* Given problem 1 *
Copy the entries below word for word, starting at the line that contains "Expected: one point per instance of the pale" and running through the last line of the entries, with both of those lines included.

* Extract to read *
____________________

The Black Falcons is a representative rugby union team based in Adelaide, South Australia. The team is selected from the best senior club players in South Australia and represents the state in matches against other Australian representative teams. They currently play in the Emerging States Championship against Tasmania, Victoria Country and the Northern Territory. The Black Falcons previously competed in the Australian Rugby Shield run by the Australian Rugby Union.

History
The Black Falcons team traces its history back to the South Australian representative rugby union side that first played in 1933.

The seven-a-side South Australian Black Falcons team played at the Adelaide International Sevens tournament in the 1990s.

The name Adelaide Black Falcons was adopted for the team's entry into the Australian Rugby Shield competition in 2000. The Adelaide team  played in every Shield competition until the competition folded following the 2008 season. While the Black Falcons did not win any Shield titles, the team performed consistently well with a number of players making the annual Shield Merit Team as a result.

The Black Falcons regularly play invitational matches against other states, with the team being picked out of the top 2 divisions of the men's state league.

Notable past players
David Campese captained the Black Falcons at the Adelaide International Sevens tournament in 1998.

Kit
The Black Falcons wear a black, red and gold kit with the letters SA on the back in red representing South Australia.

The kit manufacturers were BLK until the 2017 season, and since then have been manufactured by O'Neills.

____________________

* Input material *

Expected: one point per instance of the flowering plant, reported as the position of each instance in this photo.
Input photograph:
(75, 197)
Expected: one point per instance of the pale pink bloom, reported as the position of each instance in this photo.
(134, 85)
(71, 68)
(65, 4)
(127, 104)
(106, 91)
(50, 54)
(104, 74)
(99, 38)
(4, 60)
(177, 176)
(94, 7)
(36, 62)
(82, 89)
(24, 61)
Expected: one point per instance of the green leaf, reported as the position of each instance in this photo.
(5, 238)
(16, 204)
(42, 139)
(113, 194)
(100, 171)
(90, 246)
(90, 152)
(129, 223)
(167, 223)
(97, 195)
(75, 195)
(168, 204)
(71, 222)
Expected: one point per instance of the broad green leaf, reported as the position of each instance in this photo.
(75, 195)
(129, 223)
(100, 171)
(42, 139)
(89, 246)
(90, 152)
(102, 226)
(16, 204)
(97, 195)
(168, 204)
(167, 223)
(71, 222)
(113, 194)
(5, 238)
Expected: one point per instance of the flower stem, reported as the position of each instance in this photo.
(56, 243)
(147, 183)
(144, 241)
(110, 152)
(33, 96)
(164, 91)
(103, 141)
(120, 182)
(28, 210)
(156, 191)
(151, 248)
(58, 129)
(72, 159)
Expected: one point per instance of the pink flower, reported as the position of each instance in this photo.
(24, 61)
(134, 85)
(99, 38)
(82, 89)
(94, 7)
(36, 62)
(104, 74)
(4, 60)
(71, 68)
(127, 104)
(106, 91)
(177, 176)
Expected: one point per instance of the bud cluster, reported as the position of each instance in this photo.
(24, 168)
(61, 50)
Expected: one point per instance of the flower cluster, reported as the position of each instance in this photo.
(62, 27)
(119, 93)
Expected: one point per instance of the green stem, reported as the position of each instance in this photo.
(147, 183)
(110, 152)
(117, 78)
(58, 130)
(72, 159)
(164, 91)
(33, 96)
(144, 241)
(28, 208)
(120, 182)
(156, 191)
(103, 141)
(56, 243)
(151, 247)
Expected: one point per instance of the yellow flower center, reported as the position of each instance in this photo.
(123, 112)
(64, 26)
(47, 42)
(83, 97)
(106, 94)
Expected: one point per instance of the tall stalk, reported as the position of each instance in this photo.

____________________

* Given problem 2 *
Continue the text about the Black Falcons rugby team from where it stops.

* Expected answer 1 *
Expected: one point per instance of the pale pink bloom, reported as the position of each instance in this photo.
(134, 85)
(71, 68)
(65, 4)
(127, 104)
(106, 91)
(50, 54)
(104, 74)
(99, 38)
(4, 60)
(177, 176)
(94, 7)
(36, 62)
(82, 89)
(24, 61)
Expected: one point per instance of the green leaf, reported as the position of each instance in this photo.
(5, 238)
(16, 204)
(42, 139)
(113, 194)
(100, 171)
(90, 246)
(90, 152)
(129, 223)
(167, 223)
(97, 195)
(75, 195)
(168, 204)
(71, 222)
Expected: one point per instance of the broad green leaf, reported as the position of each instance in this photo.
(75, 195)
(129, 223)
(100, 171)
(42, 139)
(89, 246)
(90, 152)
(102, 226)
(16, 204)
(97, 195)
(168, 204)
(167, 223)
(71, 222)
(113, 194)
(5, 238)
Expected: one point per instance of the flower stem, reported as the position of each instance in this photo.
(56, 243)
(147, 183)
(144, 241)
(110, 152)
(33, 96)
(164, 91)
(103, 141)
(120, 182)
(28, 210)
(156, 191)
(151, 248)
(58, 129)
(72, 159)
Expected: one point per instance of the pink flower, reported as the position of each instance in this photo.
(24, 61)
(134, 85)
(99, 38)
(82, 89)
(94, 7)
(36, 62)
(104, 74)
(4, 60)
(71, 68)
(127, 104)
(106, 91)
(177, 176)
Expected: one point per instance of the bud cluster, reported as the position of each instance in this photo.
(24, 168)
(61, 50)
Expected: one point per instance of the flower cluster, reported as the position of each instance in this photo.
(62, 27)
(119, 93)
Expected: one point per instance of the green stem, reported as the position of each instance in this photo.
(147, 183)
(110, 152)
(117, 78)
(58, 130)
(72, 159)
(164, 91)
(33, 96)
(144, 241)
(28, 208)
(120, 182)
(156, 191)
(103, 141)
(56, 243)
(151, 247)
Expected: one point per instance of the yellow flower center, reported as the position of each instance in this photo.
(123, 112)
(64, 26)
(47, 42)
(83, 97)
(106, 94)
Expected: one point per instance of the tall stalk, reported as the position of each instance in this photo.

* Expected answer 2 *
National Rugby Championship
From 2018 an additional competition was formed for teams from so-called "Minor States", called the NRC Division 2, featuring the Black Falcons, Victoria Country Barbarians, Northern Territory Mosquitoes and Tasmania Jack Jumpers. The first Competition was held in Adelaide (at the AA Bailey Reserve in Clarence Gardens) in September 2018, and the Black Falcons were the inaugural winners.

Current squad
The squad for the 2019 NRC II season:

Juniors
The Junior Falcons Under 20s team compete in the Southern States Championship against all the other Southern states  of Australia. The Under 18s Schoolboys team play in the National Schoolboy Division 2 Championships (Which they are the Champion of), while the Under 16s and Under 14s Falcons play in games against other Junior Representative Teams. The FalconsUnder 12s play in the Primary School Sports Australia National Championships.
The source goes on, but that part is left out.